#### Your goal
Nothing but the lines from the line with "the white building" through the end of the data is to be copied, and each is to be copied exactly.

((

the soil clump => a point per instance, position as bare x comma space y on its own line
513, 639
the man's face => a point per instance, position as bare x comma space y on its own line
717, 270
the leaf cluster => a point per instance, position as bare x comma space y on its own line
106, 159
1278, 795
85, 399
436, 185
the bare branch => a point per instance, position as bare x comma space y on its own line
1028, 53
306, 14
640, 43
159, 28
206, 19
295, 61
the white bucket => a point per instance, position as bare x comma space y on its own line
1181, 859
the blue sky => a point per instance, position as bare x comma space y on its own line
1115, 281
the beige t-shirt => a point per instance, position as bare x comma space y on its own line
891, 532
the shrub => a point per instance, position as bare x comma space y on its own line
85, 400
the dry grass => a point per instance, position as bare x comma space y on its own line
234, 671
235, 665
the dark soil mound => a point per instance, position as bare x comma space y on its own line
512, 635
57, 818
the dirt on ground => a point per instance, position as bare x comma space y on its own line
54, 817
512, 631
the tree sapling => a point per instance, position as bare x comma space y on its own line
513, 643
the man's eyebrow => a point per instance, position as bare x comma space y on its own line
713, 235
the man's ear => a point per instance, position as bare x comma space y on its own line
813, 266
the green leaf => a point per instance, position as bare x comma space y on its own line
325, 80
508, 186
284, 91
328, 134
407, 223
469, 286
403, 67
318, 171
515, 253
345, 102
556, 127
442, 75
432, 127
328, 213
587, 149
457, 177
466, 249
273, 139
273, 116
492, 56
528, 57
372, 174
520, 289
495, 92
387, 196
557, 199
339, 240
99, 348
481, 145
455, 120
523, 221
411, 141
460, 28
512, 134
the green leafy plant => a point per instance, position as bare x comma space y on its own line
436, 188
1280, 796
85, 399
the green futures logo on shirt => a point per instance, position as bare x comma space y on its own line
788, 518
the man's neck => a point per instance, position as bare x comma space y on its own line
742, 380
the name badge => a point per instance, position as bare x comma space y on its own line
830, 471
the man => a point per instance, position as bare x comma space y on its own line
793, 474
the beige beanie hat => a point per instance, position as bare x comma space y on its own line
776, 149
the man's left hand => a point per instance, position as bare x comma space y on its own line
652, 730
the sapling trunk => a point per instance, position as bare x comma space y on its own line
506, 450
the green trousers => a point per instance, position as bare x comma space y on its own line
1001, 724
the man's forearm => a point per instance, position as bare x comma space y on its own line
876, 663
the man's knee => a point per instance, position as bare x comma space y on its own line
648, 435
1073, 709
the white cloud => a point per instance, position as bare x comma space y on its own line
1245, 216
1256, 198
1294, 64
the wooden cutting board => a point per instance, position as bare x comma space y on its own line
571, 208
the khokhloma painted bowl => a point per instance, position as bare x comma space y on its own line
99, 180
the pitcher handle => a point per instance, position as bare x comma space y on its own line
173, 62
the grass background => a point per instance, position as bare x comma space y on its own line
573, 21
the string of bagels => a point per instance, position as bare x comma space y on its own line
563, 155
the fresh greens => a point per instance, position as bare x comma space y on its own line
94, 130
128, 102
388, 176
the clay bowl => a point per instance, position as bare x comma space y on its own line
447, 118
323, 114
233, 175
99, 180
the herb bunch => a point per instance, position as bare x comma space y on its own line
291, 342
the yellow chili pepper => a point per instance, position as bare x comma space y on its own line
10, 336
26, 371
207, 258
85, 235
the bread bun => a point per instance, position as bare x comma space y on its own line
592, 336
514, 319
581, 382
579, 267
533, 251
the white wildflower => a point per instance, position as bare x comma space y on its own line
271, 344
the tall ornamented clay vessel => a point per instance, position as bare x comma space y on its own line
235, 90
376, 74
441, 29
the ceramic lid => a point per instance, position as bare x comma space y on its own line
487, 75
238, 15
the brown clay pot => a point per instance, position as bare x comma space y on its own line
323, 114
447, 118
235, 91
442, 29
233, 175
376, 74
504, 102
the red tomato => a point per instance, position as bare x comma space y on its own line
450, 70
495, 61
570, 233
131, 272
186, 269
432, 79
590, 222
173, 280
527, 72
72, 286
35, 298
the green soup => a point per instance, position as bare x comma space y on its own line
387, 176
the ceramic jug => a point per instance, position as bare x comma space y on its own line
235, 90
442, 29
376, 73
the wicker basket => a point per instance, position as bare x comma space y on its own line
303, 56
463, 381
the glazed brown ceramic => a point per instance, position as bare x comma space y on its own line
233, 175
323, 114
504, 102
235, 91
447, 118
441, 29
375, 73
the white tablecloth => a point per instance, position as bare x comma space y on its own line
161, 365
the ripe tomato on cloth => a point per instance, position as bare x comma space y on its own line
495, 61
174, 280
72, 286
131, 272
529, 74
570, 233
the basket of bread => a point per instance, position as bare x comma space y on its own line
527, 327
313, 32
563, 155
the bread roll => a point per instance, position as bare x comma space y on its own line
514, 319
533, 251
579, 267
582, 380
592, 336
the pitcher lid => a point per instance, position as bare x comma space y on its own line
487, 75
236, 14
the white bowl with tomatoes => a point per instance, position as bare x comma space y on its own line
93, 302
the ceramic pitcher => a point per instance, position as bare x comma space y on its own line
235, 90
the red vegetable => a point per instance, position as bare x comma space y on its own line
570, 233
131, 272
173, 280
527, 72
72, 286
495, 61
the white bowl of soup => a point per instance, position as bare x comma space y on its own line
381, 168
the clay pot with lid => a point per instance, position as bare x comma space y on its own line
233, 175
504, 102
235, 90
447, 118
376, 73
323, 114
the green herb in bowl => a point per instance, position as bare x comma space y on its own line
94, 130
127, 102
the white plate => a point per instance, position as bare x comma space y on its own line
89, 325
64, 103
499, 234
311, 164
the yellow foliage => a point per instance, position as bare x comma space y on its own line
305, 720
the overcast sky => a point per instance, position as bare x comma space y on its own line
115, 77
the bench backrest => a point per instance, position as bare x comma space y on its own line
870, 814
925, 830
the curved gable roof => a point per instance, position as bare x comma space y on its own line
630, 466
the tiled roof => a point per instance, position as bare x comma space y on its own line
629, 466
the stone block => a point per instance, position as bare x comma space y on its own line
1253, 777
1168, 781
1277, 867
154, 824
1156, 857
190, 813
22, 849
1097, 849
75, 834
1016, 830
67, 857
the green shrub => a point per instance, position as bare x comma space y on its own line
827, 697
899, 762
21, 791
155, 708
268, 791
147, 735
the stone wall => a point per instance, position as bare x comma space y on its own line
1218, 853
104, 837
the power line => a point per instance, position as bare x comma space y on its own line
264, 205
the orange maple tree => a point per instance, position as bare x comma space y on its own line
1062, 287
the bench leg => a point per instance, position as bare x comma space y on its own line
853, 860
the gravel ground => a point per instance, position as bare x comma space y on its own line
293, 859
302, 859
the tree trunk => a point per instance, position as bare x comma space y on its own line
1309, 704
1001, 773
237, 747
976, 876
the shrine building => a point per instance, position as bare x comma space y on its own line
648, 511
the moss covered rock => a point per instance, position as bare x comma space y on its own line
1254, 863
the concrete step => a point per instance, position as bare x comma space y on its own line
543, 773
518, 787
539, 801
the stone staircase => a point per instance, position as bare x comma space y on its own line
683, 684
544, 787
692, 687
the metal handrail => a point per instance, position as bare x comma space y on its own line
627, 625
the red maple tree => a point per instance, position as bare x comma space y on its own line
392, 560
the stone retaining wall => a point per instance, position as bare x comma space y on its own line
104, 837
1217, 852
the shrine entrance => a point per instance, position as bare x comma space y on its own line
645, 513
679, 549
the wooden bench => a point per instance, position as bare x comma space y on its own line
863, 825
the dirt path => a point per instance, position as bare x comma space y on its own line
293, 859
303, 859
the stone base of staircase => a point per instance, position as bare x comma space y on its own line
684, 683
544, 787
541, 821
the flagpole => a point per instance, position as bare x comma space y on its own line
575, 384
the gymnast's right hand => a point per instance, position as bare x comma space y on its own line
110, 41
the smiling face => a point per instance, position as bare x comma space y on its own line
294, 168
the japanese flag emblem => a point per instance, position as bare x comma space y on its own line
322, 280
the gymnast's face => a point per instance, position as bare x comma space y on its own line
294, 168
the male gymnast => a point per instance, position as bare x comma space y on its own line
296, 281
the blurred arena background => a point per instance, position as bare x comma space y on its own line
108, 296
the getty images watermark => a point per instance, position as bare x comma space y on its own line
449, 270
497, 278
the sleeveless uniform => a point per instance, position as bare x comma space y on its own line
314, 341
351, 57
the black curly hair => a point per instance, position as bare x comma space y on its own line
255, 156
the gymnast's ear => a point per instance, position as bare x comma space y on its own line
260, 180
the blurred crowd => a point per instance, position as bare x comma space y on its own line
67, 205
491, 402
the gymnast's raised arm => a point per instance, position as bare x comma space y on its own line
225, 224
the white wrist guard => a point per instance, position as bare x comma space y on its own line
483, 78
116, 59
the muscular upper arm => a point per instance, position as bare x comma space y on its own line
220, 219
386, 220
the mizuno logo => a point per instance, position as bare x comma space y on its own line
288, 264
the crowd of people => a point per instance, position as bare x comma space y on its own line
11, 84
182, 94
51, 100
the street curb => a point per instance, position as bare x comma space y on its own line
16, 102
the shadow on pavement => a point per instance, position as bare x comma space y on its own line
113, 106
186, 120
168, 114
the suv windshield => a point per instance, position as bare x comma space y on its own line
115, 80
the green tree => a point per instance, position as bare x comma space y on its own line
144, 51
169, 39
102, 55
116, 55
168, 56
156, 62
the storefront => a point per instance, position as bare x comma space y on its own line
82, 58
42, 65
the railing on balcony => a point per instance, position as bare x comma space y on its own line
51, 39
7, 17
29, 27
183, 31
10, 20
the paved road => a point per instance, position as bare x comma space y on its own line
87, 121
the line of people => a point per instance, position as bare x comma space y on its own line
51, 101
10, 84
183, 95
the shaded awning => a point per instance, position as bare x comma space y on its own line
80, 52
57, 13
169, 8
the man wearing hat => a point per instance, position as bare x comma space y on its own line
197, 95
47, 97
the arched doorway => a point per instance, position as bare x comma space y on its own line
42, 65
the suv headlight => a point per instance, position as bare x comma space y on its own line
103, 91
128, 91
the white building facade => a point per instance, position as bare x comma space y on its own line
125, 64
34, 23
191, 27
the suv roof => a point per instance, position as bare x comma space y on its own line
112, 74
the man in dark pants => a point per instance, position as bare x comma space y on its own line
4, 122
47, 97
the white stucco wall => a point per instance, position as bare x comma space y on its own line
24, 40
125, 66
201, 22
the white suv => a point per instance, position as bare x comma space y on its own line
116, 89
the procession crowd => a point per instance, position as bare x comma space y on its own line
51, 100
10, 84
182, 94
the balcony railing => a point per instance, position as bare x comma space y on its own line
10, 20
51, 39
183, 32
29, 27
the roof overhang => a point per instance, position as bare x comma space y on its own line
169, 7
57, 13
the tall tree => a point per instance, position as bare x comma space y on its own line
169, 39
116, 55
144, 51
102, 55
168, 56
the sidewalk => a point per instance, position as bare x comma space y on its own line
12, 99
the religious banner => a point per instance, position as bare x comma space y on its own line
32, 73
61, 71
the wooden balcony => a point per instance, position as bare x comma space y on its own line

))

#### Task response
the white building facade => a point per instance, position as bare x comma space y on its own line
125, 64
34, 23
191, 27
the suv roof => a point per instance, position as bare x comma space y on its own line
112, 74
the man in dark pants => a point per instance, position as bare x comma space y on its own line
4, 122
47, 97
the white stucco wall => a point per instance, position as bare x comma space y on its own line
24, 40
125, 66
201, 22
the white suv => a point per instance, position as bare x comma space y on its own line
116, 89
the procession crowd => a point per instance, position as bare x comma space y on its own line
51, 100
10, 84
182, 94
the balcony railing => a point per instance, position as bare x comma space y on its own line
10, 20
51, 39
183, 32
29, 27
the roof overhang => a point per instance, position as bare x comma space y on its own line
169, 7
57, 13
the tall tree => a point per instance, position as bare x comma space y on its own line
169, 39
116, 55
144, 51
102, 55
168, 56
the sidewalk => a point per instance, position as bare x comma space y on its own line
12, 99
the religious banner => a point per instance, position as bare x comma space y on its own line
32, 73
61, 71
the wooden balcony => a point per instance, position as bare x comma space y on its own line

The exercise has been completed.